── DATA FOR PROCESSING ──

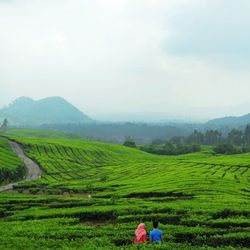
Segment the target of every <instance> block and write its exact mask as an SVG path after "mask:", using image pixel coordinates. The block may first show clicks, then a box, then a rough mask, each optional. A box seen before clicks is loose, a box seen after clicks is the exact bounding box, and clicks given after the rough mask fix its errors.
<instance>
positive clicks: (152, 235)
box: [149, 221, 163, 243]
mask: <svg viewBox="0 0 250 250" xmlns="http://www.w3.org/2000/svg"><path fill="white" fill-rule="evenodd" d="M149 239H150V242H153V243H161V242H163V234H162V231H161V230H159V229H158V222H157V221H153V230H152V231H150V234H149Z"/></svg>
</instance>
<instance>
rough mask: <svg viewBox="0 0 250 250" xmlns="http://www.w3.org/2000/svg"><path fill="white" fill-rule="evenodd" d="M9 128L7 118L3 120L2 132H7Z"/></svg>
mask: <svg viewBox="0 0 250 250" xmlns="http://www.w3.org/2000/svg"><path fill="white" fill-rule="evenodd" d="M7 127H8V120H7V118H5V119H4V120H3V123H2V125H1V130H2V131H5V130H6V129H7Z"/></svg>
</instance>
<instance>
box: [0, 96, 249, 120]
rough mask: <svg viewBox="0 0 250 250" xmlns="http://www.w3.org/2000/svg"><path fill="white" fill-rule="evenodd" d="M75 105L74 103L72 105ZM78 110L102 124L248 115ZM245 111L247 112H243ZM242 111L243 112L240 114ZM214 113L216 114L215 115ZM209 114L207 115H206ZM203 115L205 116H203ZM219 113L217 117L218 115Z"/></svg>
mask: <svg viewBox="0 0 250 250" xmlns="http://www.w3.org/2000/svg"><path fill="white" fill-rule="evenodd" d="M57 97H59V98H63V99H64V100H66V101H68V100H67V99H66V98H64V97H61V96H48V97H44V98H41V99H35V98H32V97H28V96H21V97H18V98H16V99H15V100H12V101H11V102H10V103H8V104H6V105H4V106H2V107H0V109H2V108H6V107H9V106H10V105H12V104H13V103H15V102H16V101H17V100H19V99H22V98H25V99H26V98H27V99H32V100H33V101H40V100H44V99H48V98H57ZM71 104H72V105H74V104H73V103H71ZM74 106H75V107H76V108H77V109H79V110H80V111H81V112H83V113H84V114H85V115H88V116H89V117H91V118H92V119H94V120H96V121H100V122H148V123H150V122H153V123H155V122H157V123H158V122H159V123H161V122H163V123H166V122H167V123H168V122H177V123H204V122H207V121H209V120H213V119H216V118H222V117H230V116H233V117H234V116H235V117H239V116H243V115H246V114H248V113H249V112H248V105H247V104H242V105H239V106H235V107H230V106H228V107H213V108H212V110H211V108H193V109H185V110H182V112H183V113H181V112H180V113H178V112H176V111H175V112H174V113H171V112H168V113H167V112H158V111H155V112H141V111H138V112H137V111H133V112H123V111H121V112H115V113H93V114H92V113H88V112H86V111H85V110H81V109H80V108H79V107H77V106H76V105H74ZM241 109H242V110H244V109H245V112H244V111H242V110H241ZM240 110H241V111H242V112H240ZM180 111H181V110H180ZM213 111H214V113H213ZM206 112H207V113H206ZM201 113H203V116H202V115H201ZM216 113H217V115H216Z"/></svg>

───
── DATA FOR PROCESSING ──

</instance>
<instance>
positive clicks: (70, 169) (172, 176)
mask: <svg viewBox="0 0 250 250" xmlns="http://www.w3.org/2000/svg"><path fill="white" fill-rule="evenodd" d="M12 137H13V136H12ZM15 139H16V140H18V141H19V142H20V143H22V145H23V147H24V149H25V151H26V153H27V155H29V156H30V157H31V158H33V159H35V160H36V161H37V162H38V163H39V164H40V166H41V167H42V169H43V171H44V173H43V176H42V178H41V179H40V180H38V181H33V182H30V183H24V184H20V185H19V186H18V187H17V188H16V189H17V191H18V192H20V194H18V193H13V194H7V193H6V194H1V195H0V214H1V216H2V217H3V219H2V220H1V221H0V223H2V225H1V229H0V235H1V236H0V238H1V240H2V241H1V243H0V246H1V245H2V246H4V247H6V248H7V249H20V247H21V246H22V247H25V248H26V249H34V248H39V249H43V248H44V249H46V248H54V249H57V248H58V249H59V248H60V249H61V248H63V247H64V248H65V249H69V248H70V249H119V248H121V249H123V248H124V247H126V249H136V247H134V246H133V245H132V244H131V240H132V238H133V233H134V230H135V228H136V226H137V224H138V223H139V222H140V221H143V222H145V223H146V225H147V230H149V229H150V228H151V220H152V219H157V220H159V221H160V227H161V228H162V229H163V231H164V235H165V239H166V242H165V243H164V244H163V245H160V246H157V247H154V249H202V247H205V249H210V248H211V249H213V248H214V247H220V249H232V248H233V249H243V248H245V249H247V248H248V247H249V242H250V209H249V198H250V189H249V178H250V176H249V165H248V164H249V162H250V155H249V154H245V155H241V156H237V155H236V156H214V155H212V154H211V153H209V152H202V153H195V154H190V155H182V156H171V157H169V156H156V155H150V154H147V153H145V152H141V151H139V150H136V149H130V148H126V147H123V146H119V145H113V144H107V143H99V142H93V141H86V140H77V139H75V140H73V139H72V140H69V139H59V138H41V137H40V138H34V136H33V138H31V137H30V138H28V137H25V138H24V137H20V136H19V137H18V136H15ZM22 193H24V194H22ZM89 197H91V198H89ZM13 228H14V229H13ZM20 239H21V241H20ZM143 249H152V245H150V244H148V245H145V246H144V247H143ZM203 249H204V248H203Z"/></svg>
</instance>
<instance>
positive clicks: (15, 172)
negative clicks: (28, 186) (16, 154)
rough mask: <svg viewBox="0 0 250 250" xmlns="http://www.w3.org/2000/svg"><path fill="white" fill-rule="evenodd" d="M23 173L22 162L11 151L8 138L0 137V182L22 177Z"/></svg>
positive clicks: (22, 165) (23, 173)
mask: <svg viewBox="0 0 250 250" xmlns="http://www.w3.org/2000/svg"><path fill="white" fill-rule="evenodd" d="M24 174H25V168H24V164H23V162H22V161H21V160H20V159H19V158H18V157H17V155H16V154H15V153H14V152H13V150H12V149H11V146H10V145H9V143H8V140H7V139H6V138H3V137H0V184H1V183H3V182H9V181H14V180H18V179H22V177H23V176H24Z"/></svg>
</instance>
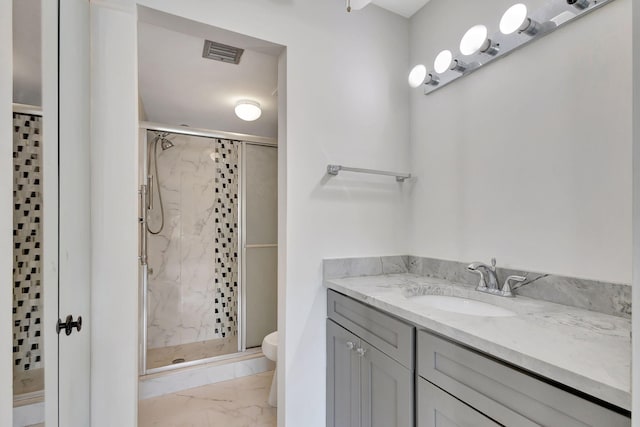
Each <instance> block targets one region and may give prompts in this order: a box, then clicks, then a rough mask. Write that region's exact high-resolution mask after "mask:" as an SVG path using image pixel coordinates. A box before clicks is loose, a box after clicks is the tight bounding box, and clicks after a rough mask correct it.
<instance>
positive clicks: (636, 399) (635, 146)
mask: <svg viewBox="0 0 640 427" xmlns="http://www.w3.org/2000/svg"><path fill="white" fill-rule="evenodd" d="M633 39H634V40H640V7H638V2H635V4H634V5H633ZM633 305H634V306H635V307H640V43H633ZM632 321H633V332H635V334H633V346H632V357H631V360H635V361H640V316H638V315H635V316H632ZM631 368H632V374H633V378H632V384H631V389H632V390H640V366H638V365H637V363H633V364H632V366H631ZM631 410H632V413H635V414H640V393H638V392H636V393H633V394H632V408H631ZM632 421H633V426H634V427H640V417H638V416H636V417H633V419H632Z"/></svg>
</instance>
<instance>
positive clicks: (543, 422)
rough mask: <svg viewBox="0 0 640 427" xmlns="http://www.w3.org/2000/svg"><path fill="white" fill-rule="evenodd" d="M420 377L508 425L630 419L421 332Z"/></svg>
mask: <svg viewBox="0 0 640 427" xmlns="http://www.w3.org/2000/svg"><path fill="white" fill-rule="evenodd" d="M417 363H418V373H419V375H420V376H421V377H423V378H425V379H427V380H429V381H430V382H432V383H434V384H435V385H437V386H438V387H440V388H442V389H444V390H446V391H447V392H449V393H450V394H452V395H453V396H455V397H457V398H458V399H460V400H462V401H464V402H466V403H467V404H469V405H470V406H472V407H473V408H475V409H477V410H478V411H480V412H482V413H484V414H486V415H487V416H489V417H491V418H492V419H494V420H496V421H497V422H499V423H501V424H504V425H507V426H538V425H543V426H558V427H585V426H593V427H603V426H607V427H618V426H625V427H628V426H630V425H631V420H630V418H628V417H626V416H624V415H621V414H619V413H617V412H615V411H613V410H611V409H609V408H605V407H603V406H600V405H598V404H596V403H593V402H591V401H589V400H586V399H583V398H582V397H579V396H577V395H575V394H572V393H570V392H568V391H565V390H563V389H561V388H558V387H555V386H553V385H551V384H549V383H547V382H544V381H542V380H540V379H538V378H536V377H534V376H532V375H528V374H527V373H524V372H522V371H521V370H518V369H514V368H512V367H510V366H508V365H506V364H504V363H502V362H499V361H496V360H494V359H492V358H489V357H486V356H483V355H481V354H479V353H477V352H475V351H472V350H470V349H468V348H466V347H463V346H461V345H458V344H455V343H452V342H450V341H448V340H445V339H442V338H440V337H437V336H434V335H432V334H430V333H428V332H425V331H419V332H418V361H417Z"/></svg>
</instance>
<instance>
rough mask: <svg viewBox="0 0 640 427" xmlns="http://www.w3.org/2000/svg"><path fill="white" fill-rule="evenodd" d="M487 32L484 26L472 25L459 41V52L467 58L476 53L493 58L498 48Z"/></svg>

───
── DATA FOR PROCESSING ──

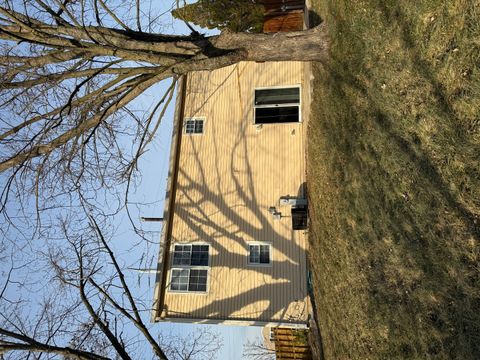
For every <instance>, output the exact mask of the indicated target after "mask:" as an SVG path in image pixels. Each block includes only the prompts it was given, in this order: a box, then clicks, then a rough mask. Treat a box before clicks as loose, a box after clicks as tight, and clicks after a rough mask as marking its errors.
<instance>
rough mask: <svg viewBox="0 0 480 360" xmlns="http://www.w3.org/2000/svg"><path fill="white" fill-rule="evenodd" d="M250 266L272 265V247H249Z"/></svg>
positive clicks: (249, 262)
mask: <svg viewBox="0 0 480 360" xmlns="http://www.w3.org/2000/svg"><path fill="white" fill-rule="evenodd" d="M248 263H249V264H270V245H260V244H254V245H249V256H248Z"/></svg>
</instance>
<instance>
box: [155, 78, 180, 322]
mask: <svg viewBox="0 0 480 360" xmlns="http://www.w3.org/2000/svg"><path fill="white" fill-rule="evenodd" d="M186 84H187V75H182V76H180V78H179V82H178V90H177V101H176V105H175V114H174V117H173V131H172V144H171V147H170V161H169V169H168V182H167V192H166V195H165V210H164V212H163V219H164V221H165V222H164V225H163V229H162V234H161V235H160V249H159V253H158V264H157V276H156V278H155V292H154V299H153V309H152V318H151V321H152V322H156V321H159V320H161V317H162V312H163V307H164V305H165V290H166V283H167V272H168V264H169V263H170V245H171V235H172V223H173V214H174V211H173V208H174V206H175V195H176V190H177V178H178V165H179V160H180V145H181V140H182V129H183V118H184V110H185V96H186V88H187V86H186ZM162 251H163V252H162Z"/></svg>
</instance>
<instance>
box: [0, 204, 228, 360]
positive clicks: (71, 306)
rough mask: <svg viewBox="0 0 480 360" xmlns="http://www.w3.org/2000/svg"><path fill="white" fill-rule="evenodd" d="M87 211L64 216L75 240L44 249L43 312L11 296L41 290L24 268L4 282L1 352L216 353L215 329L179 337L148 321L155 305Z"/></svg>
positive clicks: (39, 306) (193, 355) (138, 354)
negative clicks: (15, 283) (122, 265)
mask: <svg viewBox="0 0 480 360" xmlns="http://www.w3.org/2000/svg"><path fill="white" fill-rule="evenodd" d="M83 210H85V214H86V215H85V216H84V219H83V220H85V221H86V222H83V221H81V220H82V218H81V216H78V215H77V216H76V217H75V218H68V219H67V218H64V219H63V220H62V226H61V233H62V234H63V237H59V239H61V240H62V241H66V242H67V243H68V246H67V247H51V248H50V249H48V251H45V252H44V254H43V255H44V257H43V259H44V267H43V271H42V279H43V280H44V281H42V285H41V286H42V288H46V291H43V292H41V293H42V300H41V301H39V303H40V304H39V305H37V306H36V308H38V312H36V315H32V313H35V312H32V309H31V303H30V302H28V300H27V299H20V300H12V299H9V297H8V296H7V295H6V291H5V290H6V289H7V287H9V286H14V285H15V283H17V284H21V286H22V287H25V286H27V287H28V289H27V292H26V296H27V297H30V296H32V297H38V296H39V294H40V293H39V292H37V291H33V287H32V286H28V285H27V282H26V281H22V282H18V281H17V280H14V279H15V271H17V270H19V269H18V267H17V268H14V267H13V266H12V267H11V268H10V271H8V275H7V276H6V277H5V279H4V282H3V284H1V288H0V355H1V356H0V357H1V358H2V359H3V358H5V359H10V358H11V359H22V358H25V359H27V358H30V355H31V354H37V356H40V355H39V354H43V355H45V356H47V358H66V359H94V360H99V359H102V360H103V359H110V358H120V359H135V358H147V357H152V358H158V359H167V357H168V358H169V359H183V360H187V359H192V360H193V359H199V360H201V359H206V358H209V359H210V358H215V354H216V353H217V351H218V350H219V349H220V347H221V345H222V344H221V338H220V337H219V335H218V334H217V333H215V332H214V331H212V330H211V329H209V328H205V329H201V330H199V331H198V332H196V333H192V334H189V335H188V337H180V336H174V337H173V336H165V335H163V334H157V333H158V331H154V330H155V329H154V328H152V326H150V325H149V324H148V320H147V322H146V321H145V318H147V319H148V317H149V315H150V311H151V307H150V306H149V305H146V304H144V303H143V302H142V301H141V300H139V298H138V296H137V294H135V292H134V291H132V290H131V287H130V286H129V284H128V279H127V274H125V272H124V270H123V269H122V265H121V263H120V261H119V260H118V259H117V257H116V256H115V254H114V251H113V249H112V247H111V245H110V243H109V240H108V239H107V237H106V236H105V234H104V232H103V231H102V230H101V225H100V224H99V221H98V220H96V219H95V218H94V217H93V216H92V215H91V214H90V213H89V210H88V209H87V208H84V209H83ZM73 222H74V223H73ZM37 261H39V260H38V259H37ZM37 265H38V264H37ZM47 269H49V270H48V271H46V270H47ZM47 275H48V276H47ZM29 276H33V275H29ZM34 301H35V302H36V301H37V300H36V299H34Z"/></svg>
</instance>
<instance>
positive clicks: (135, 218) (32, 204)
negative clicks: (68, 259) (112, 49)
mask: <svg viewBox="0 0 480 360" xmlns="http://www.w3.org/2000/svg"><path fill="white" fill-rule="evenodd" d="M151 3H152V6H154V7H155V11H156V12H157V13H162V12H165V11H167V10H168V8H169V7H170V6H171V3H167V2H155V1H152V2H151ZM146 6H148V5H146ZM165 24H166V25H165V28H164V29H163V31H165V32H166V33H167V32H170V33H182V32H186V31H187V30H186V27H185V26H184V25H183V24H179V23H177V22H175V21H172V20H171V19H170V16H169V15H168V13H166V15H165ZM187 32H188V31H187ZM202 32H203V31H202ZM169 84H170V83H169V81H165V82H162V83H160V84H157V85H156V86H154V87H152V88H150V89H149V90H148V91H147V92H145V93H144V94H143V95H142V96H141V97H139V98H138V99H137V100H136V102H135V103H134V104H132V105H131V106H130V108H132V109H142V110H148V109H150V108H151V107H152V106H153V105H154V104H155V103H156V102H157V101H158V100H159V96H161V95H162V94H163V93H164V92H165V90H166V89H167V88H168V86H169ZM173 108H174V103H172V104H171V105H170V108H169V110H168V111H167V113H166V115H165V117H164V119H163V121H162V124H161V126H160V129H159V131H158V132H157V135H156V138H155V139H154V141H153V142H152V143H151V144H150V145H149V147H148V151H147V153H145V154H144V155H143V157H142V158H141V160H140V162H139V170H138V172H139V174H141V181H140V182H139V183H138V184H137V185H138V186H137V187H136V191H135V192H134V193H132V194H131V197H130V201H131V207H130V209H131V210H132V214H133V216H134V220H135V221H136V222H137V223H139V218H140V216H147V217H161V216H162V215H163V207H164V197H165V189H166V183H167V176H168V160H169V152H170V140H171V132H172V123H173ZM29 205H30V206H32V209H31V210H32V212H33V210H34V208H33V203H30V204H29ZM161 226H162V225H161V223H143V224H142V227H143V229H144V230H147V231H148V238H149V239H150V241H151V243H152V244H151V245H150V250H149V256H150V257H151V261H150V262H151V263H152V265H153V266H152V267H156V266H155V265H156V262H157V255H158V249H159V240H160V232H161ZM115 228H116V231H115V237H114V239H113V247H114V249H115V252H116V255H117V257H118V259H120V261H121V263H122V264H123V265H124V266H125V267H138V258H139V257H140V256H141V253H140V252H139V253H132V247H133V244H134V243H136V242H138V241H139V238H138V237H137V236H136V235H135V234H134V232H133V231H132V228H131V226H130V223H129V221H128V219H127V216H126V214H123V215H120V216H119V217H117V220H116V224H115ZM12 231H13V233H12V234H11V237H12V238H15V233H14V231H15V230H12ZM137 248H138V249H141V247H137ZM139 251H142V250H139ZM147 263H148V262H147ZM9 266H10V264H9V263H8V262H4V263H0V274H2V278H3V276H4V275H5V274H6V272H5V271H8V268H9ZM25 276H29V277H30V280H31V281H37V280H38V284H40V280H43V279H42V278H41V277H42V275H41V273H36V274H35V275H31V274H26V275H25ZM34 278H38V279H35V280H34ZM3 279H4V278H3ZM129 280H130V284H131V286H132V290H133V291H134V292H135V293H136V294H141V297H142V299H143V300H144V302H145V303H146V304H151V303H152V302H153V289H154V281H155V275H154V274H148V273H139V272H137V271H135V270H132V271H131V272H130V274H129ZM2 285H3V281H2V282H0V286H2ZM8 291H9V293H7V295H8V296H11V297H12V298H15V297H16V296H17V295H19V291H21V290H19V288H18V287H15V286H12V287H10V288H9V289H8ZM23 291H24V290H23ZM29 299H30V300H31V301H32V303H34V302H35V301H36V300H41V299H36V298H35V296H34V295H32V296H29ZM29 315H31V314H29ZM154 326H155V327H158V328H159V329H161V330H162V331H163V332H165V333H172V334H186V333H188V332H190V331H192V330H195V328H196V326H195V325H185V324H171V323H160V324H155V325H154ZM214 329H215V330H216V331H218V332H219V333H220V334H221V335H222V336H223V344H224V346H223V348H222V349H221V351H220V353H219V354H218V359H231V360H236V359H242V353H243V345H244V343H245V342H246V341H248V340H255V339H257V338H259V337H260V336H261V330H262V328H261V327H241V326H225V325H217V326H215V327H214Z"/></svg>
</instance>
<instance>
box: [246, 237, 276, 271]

───

Which lines in the records above contain the string "tight", with uppercase and lowercase treated as different? Locate each one and copy it out in full.

Each <instance> block targets one region and may give prompts in this order: a box, then clicks, then a rough mask. Write that region's exact high-resolution mask after "mask:" as an SVG path using image pixel coordinates. A box before clicks is loose, a box after clicks is the tight bounding box, and clicks after a rough mask correct it.
For every <instance>, output the exact mask of the indicated target after "mask:" as an SVG path in image pixels. Each block includes only the prompts it was given, in this order: a box, then clicks, then a rough mask. Treat a box before clicks as loose, a box after clicks as tight, and clicks after a rough mask as marking its errors.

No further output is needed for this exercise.